#### [QUOTED PASSAGE]
In re Geronimo

Decision Date05 March 2020
Docket NumberNo. 1 CA-CV 18-0640 FC,1 CA-CV 18-0640 FC
Citation248 Ariz. 451,461 P.3d 471
Parties In re the Marriage of: Jeanne Y. DELINTT, nka: Jeanne Beltran Geronimo, Petitioner/Appellant, v. Daniel D. DELINTT, Respondent/Appellee.
CourtArizona Court of Appeals

Janet H. Metcalf, PC, Yuma, By Janet H. Metcalf, Counsel for Petitioner/Appellant

S. Alan Cook, PC, Phoenix, By S. Alan Cook, Sharon L. Ottenberg, Counsel for Respondent/Appellee

Judge James B. Morse Jr. delivered the opinion of the Court, in which Presiding Judge Kenton D. Jones and Judge Diane M. Johnsen joined.

MORSE, Judge:

¶1 Jeanne Beltran Geronimo ("Wife") appeals from the denial of her petition to require Daniel D. DeLintt ("Husband") to pay her community interest in his federal retirement benefits as of the date he became eligible to retire. We hold that Wife did not waive the right to request an order for direct payment because the decree of dissolution deferred resolution of that issue. Therefore, we vacate the order and remand to the superior court for further proceedings consistent with this decision.

FACTS AND PROCEDURAL BACKGROUND

¶2 During their marriage, Husband worked for the United States Border Patrol. As a federal employee, Husband participates in the Federal Employee Retirement System ("FERS"). 5 U.S.C. §§ 8401 - 8479. When they divorced in 2010, Husband still worked for the Border Patrol and was not yet eligible to retire.

#### [GIVEN RECORDS]
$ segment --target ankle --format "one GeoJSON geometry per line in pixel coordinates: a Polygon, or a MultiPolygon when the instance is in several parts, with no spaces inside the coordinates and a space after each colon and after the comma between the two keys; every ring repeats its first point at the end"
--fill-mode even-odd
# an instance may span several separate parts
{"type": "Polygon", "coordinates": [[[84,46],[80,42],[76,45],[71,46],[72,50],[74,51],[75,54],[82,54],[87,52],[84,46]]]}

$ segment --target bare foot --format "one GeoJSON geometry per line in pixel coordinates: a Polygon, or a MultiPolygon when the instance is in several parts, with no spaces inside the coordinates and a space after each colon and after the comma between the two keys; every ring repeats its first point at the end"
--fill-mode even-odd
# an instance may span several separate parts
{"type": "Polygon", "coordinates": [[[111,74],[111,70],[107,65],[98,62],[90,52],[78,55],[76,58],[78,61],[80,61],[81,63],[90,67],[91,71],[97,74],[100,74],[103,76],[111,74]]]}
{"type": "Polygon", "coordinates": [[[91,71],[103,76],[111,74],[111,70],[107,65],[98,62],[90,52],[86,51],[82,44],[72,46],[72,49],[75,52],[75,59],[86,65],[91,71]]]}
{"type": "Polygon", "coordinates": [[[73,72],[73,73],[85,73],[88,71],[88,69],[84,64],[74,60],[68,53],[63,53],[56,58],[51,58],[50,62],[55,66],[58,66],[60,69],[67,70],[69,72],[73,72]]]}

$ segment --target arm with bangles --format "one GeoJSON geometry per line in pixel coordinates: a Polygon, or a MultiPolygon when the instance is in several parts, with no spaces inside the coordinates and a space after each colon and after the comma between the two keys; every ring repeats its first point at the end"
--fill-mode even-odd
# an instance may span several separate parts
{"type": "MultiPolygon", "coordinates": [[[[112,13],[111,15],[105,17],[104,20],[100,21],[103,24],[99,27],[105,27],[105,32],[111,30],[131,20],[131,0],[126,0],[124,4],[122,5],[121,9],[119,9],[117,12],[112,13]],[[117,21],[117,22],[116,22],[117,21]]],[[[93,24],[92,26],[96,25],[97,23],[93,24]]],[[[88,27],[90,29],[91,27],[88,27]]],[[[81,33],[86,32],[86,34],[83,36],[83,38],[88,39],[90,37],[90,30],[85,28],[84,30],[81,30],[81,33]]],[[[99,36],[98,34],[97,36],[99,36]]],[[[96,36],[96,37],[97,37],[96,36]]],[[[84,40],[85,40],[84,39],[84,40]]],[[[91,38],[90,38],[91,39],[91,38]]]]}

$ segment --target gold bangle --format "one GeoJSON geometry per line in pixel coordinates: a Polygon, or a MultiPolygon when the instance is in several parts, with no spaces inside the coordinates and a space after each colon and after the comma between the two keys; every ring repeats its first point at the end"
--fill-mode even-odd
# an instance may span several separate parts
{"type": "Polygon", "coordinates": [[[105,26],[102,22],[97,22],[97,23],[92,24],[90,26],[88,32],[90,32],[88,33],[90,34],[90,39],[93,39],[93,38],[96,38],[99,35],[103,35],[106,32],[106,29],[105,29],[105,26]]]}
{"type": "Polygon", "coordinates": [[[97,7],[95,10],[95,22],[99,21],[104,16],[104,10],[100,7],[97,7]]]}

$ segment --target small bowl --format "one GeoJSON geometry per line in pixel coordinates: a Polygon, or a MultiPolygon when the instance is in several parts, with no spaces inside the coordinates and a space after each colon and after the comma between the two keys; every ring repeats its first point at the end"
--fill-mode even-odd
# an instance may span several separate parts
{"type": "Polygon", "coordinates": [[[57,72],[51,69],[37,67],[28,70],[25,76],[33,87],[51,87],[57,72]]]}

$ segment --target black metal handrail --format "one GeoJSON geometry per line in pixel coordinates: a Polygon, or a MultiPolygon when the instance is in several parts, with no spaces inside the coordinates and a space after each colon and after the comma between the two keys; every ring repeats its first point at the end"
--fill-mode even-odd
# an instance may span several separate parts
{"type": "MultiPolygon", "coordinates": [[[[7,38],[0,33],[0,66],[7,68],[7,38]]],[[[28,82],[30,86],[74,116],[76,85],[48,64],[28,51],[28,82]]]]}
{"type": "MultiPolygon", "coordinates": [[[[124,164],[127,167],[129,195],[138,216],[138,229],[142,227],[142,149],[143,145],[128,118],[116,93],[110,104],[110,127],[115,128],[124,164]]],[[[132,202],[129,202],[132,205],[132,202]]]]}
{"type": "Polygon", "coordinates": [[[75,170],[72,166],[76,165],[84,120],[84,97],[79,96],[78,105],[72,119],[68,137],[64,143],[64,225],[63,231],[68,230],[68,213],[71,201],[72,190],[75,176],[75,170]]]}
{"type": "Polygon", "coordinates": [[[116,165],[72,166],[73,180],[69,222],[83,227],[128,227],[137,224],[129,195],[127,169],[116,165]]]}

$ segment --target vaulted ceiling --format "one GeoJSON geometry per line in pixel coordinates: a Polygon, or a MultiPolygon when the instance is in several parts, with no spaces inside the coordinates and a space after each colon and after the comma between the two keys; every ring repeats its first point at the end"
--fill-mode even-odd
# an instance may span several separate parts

#### [YOUR INSTRUCTIONS]
From the court opinion above, return the passage that starts with the words "Decision Date05 March" and ends after the words "D. DELINTT, Respondent/Appellee.", copied word for word.

#### [SOLVED EXERCISE]
Decision Date05 March 2020
Docket NumberNo. 1 CA-CV 18-0640 FC,1 CA-CV 18-0640 FC
Citation248 Ariz. 451,461 P.3d 471
Parties In re the Marriage of: Jeanne Y. DELINTT, nka: Jeanne Beltran Geronimo, Petitioner/Appellant, v. Daniel D. DELINTT, Respondent/Appellee.